:: ZIEL ::
Führe den Text über den Ausflug zum Flugsimulator im Anschluss an seinen letzten Satz weiter.

Frau Arp
Immer zu 100 Prozent
Immer zu 100 Prozent – wie geht das?
Was heißt das eigentlich für uns? Müssen wir immer wach sein oder immer alles geben? Oder geht auch mal nehmen? Oder eben nur 50 Prozent?
Autismus bedeutet für uns: Am besten immer 100 Prozent hier sein, Veränderungen vorahnen und vorausschauen, was kommt und um uns herum gerade los ist. Oder wann es auch mit weniger oder anders geht.
Heute wollten wir fliegen, mit einem Flugsimulator. Wir trauen uns noch nicht, in eine fliegende Sardinenbüchse. Wir wissen nicht, wie der Stubensturm auf beengten Raum reagieren würde, wenn er nicht aussteigen kann und fremde Menschen neben ihm sitzen, die womöglich “riechen”. Jeder, der raucht, „riecht“ und das geht in unserem Universum nicht gut.
Also gab es ein besonderes Geschenk, eines, bei dem der Stubensturm vor Freude einfach still wird, weil er so glücklich ist und es kaum aushält. Er weiß erst einen Tag vorher, dass wir diesen Ausflug machen. Die Chance, dass er vor Aufregung nicht schläft, ist riesig. Die Chance, dass er wie ein Kaninchen auf LSD den ganzen Tag hüpft, auch.
Er macht das super. Er ist megacool, überlegt, wie der Ablauf wohl ist und was er wann machen muss. “Und WANN fahren wir los? Also 16 Uhr oder 16 Uhr und 10 Minuten? Und dann auch wirklich!”
Wir nennen das “Endless Check-in”. Alles cool. Wir besprechen also alle fünf Minuten, was passieren wird, wie es da aussieht, was wir machen dürfen und wo wer sitzen wird.
Die Tics sind schon etwas heftiger geworden, aber nicht so schlimm. Es ist Corona und alle müssen eine Maske tragen, da fällt nicht auf, dass der neueste Tic, spucken ist.
Immer wieder.
Ich wäre so gerne die perfekt Mom, immer und immer zu 100 Prozent, aber ich bin manchmal eben nur ein 30- oder 99-Prozent-Mom. Heute habe ich den Fehler gemacht und im Kalender die Zeit für den Flug zwar richtig eingetragen, aber die E-Mail mit den falschen Daten ausgedruckt. Somit sind wir einfach 1,5 Stunden zu spät da.

:: GESPEICHERTES MATERIAL ::
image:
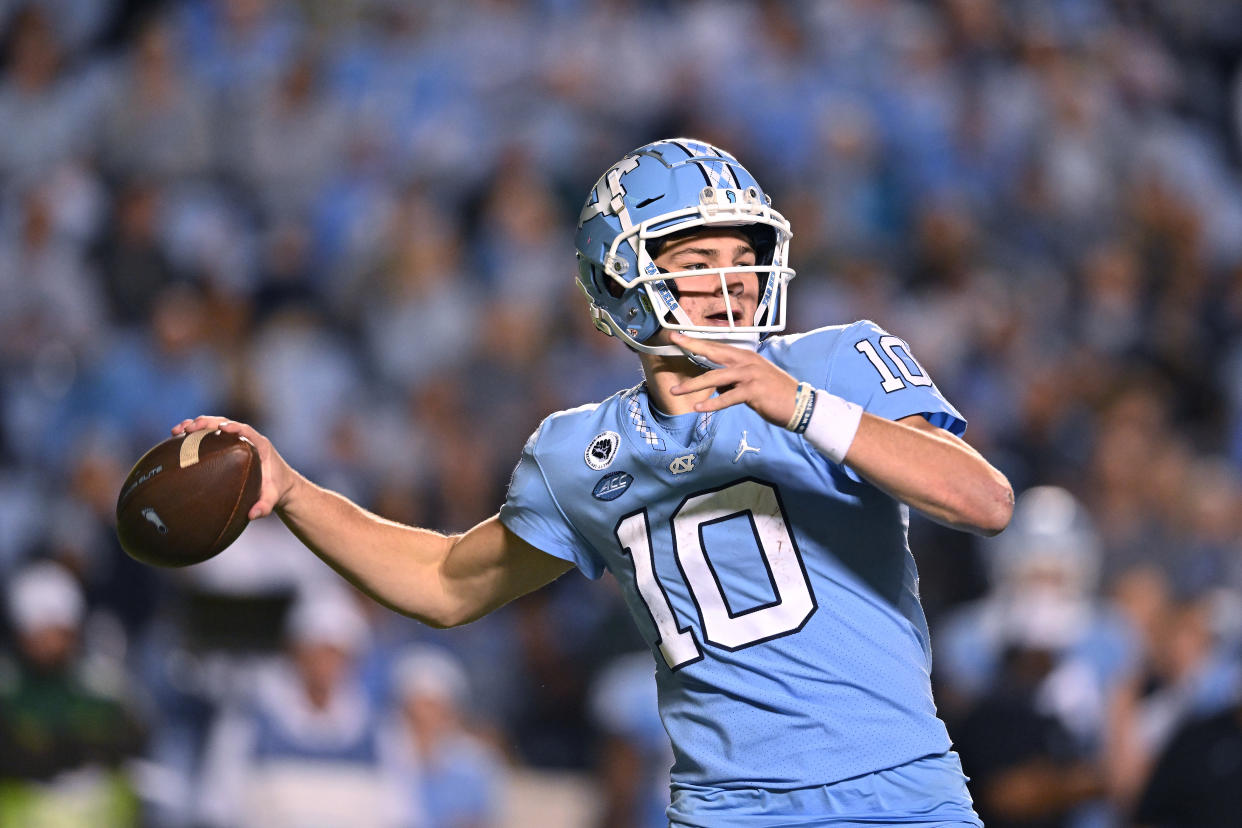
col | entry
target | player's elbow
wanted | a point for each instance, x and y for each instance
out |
(992, 507)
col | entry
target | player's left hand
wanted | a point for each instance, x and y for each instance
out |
(744, 378)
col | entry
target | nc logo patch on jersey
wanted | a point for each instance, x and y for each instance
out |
(682, 464)
(602, 450)
(612, 486)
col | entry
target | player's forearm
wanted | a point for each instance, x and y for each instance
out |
(395, 564)
(933, 472)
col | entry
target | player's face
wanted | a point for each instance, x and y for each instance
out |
(702, 296)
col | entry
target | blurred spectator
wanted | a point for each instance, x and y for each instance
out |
(1045, 569)
(47, 106)
(1186, 673)
(131, 256)
(451, 777)
(1027, 769)
(303, 745)
(66, 720)
(157, 121)
(1197, 776)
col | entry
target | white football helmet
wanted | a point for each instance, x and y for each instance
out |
(667, 188)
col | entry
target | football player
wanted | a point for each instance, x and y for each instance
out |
(750, 497)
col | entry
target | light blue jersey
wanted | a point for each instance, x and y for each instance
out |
(775, 587)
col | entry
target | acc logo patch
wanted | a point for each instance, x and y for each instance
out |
(602, 450)
(612, 486)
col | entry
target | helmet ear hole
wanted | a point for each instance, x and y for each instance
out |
(605, 283)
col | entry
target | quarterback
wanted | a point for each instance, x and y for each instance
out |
(750, 497)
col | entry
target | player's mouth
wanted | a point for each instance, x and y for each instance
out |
(722, 318)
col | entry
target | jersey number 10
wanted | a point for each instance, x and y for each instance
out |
(793, 605)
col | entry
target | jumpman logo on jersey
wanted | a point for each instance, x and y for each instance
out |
(743, 447)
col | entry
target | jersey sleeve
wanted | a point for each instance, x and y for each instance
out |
(532, 513)
(878, 371)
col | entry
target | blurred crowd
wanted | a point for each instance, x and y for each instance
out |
(350, 224)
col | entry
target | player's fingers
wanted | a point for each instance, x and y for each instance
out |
(198, 423)
(718, 353)
(730, 397)
(714, 379)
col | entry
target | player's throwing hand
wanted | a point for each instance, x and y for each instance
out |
(278, 477)
(744, 378)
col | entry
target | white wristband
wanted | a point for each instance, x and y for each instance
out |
(834, 425)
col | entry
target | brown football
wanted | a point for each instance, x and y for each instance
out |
(188, 498)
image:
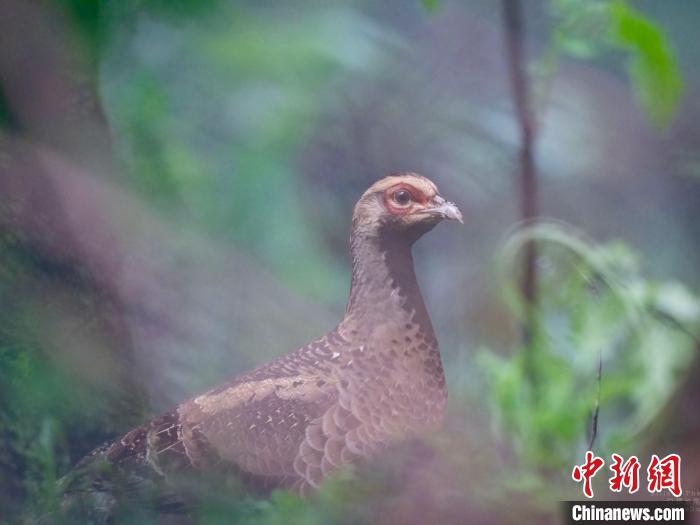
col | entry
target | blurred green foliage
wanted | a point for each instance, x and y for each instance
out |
(595, 299)
(594, 304)
(585, 29)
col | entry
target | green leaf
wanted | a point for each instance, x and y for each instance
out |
(653, 69)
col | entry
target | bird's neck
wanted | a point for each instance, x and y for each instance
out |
(384, 289)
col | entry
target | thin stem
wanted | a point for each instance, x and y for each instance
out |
(514, 39)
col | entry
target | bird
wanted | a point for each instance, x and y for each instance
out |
(373, 381)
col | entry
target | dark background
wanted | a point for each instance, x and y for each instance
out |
(176, 183)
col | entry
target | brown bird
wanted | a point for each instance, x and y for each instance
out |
(373, 381)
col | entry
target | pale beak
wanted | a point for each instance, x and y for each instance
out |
(445, 209)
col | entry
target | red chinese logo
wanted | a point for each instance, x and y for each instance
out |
(665, 474)
(662, 474)
(586, 472)
(625, 474)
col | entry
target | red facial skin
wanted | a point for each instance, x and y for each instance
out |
(417, 198)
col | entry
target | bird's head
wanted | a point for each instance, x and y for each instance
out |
(406, 204)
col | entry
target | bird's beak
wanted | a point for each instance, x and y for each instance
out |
(445, 209)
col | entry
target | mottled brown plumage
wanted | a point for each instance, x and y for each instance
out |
(371, 382)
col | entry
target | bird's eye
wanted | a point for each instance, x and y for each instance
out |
(402, 197)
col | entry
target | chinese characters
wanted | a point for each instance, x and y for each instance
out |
(662, 473)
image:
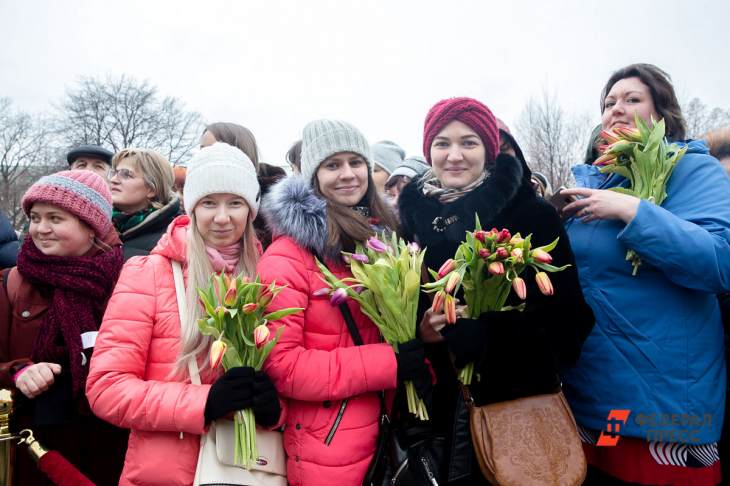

:: ERWARTETE ANTWORT ::
Vor Ort ist alles cool. Der nette Pilot sagt: „Sie können ja wiederkommen.“ Wir dürfen aber schon mal schauen, wie es da aussieht.
Dann kommen wir aus dem Gebäude und wir haben mit Wut gerechnet, das ist klar, nach so einer Vorfreude und dieser monströs ungeplanten Veränderung. Aber so schlimm hatten wir das noch nie.
Der Vulkan, wie wir die Wut nennen, bricht aus. Erst brodelt es ein wenig, es wird mit Dingen geworfen und geschimpft, die Jacke weggeschmissen. Dann kommt Weinen und Schreien und sich selber hauen. Das passiert, wenn der Vulkan richtig ausbricht.
So eine Eruption hatten wir aber noch nie. So intensiv und so herzzerreißend traurig und wütend gegen uns und sich selbst.
Für einen Autisten, der Struktur, Planung und Regelmäßigkeit benötigt, damit er in dieser Welt aus 1.000.000 Eindrücken zurechtkommt, war das einfach zu viel.
Was uns hilft, ist durchatmen und mit der Wut mitgehen. Verständnis, Mitgefühl und auch akzeptieren, dass man nicht helfen kann, weil wir diejenigen sind, die es verbockt haben.
Die, die jetzt hier sitzen und zu verstehen versuchen, was wir als Elternteam besser machen werden. Denn das werden wir. Immer als Elternteam im ständigen Austausch und Weiterbildung zu dieser Superkraft.
Immer wieder kleine Schritte. Diesmal haben wir dreimal tief durchgeatmet und den Sturm über uns hinwegfegen lassen. Ja, der darf dann alles sagen, weil es ihm so wehtut.
Ja, wir stoppen bei Zerstörung und Gewalt gegen sich selbst oder andere.
Ja, wir verstehen, was in diesem Autismus-Universum alles so wehtun kann.
Das ist unsere Liebe für unseren Sohn.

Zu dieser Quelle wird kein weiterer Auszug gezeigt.